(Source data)
———

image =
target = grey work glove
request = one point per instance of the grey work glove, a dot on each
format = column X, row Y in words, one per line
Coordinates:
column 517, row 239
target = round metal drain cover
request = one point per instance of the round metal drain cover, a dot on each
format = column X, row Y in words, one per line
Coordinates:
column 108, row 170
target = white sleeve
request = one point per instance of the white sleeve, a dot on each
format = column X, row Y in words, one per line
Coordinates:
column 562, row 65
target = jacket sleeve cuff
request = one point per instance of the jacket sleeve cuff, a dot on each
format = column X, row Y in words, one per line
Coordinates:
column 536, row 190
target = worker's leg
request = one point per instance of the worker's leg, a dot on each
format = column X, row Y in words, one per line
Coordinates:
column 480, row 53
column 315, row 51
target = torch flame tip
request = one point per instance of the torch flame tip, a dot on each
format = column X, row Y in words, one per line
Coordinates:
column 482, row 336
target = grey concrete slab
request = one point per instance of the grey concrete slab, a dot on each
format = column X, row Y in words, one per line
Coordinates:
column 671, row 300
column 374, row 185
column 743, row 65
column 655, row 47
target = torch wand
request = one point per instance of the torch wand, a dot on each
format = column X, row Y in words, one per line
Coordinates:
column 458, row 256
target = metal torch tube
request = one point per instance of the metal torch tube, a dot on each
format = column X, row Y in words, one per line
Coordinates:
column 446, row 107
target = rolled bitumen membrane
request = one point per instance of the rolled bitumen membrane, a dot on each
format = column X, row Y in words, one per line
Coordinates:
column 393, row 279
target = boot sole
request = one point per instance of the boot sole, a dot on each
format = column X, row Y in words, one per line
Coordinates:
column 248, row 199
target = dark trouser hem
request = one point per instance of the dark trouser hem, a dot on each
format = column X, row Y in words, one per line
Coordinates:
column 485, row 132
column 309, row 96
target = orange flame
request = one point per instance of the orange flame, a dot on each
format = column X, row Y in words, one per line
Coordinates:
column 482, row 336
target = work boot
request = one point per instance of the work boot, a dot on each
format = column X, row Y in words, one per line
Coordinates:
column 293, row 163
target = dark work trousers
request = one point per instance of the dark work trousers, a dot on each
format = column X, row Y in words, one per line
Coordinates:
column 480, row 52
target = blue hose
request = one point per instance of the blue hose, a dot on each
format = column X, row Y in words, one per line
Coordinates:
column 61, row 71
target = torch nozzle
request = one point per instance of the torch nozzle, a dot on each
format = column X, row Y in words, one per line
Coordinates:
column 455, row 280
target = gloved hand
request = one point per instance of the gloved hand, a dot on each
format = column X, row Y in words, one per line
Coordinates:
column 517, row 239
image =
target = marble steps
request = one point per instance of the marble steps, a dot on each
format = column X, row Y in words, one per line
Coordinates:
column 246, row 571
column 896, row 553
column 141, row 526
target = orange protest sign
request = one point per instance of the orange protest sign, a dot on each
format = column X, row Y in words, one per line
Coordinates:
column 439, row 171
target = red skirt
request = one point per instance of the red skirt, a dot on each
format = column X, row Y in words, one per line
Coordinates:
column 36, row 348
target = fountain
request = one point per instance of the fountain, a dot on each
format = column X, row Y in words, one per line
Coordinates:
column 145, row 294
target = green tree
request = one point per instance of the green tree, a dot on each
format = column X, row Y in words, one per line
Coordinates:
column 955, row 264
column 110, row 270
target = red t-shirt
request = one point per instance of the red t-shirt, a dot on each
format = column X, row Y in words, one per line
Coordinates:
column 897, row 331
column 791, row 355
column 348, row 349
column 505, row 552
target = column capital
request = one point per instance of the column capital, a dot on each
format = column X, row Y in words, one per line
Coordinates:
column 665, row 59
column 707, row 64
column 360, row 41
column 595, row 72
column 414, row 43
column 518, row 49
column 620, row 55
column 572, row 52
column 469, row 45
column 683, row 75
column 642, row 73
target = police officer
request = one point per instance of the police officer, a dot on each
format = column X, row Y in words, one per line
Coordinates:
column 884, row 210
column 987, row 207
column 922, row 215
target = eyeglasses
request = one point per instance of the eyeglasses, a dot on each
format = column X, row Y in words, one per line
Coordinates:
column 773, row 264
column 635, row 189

———

-- Aim --
Please format every line of the rows above as a numbered list, leaving out any blank lines.

-- Result of the exercise --
1. image =
2. target = grey work glove
3. request = one point per instance of the grey work glove, a dot on each
4. format = column X, row Y in words, one per line
5. Coordinates:
6. column 517, row 239
7. target = round metal drain cover
8. request = one point per instance of the round metal drain cover, a dot on each
9. format = column X, row Y in words, one per line
10. Coordinates:
11. column 108, row 170
12. target = white sleeve
13. request = one point per instance of the white sleeve, a dot on each
14. format = column X, row Y in words, one per line
15. Coordinates:
16. column 562, row 65
17. target = jacket sleeve cuff
18. request = one point per instance of the jacket sleeve cuff, a dot on each
19. format = column X, row Y in words, one per line
20. Coordinates:
21. column 536, row 190
22. target = worker's leg
23. request = one point per instance of the worker's leg, a dot on each
24. format = column X, row Y in words, one per line
25. Coordinates:
26. column 480, row 53
27. column 315, row 51
28. target = torch flame tip
29. request = one point per instance of the torch flame tip, a dot on each
30. format = column X, row Y in words, one per line
31. Coordinates:
32. column 482, row 336
33. target = grey concrete slab
34. request = one point per instance of the grey concrete slab, a dot on each
35. format = column X, row Y in words, one per line
36. Coordinates:
37. column 671, row 300
38. column 374, row 185
39. column 743, row 65
40. column 655, row 47
41. target = torch wand
42. request = one point per instance of the torch wand, a dot on each
43. format = column X, row Y in words, one per line
44. Coordinates:
45. column 458, row 256
46. target = metal torch tube
47. request = one point per instance of the metal torch tube, a dot on each
48. format = column X, row Y in words, one per line
49. Coordinates:
50. column 446, row 107
51. target = rolled bitumen membrane
52. request = one point per instance of the rolled bitumen membrane, a dot on each
53. format = column X, row Y in words, one per line
54. Coordinates:
55. column 393, row 279
56. target = boot sole
57. request = one point per instance of the boot sole, a dot on each
58. format = column X, row Y in words, one per line
59. Coordinates:
60. column 248, row 199
61. target = dark trouser hem
62. request = one point per instance of the dark trouser hem, a dot on each
63. format = column X, row Y in words, one per line
64. Coordinates:
65. column 485, row 132
66. column 309, row 96
67. target = orange flame
68. request = one point per instance of the orange flame, a dot on each
69. format = column X, row Y in words, one per line
70. Coordinates:
71. column 482, row 336
72. target = work boot
73. request = one point per instance of the work boot, a dot on each
74. format = column X, row Y in words, one per line
75. Coordinates:
76. column 293, row 163
77. target = dark work trousers
78. request = one point per instance of the dark work trousers, a dot on each
79. format = column X, row Y in words, one per line
80. Coordinates:
81. column 480, row 52
82. target = blue hose
83. request = one point per instance of the blue hose, a dot on each
84. format = column X, row Y in words, one per line
85. Coordinates:
86. column 61, row 71
87. target = torch nozzle
88. request = one point per instance of the torch nozzle, a dot on each
89. format = column X, row Y in words, one per line
90. Coordinates:
91. column 455, row 280
92. target = gloved hand
93. request = one point per instance of the gloved hand, a dot on each
94. format = column X, row Y in words, one per line
95. Coordinates:
96. column 517, row 239
97. image =
98. target = marble steps
99. request = one point per instance of the marble steps, a dot on each
100. format = column X, row Y in words, one per line
101. Coordinates:
102. column 246, row 571
103. column 896, row 553
104. column 141, row 526
105. target = orange protest sign
106. request = one point per instance of the orange protest sign, a dot on each
107. format = column X, row Y in words, one per line
108. Coordinates:
109. column 439, row 171
110. target = red skirt
111. request = one point per instance of the red skirt, a dot on each
112. format = column X, row Y in words, one per line
113. Coordinates:
114. column 36, row 348
115. target = fountain
116. request = one point per instance of the fountain, a dot on each
117. format = column X, row Y in words, one per line
118. Coordinates:
119. column 145, row 294
120. target = green tree
121. request = one point per instance of the green tree, a dot on each
122. format = column X, row Y in words, one per line
123. Coordinates:
124. column 955, row 264
125. column 110, row 270
126. target = red t-shirt
127. request = one point per instance of the red t-shirt, a dot on each
128. format = column X, row Y in words, one per line
129. Coordinates:
130. column 897, row 331
131. column 791, row 355
132. column 348, row 349
133. column 505, row 552
134. target = column capital
135. request = one point per instance of the column capital, a dot on each
136. format = column X, row Y in words, one per line
137. Coordinates:
138. column 665, row 59
139. column 707, row 64
140. column 360, row 41
141. column 595, row 72
142. column 414, row 43
143. column 518, row 49
144. column 620, row 55
145. column 572, row 52
146. column 469, row 45
147. column 683, row 75
148. column 642, row 73
149. target = police officer
150. request = one point per instance of the police officer, a dot on each
151. format = column X, row Y in words, one per line
152. Coordinates:
153. column 884, row 210
154. column 987, row 207
155. column 922, row 215
156. target = eyeglasses
157. request = one point per instance of the eyeglasses, a dot on each
158. format = column X, row Y in words, one per line
159. Coordinates:
160. column 773, row 264
161. column 635, row 189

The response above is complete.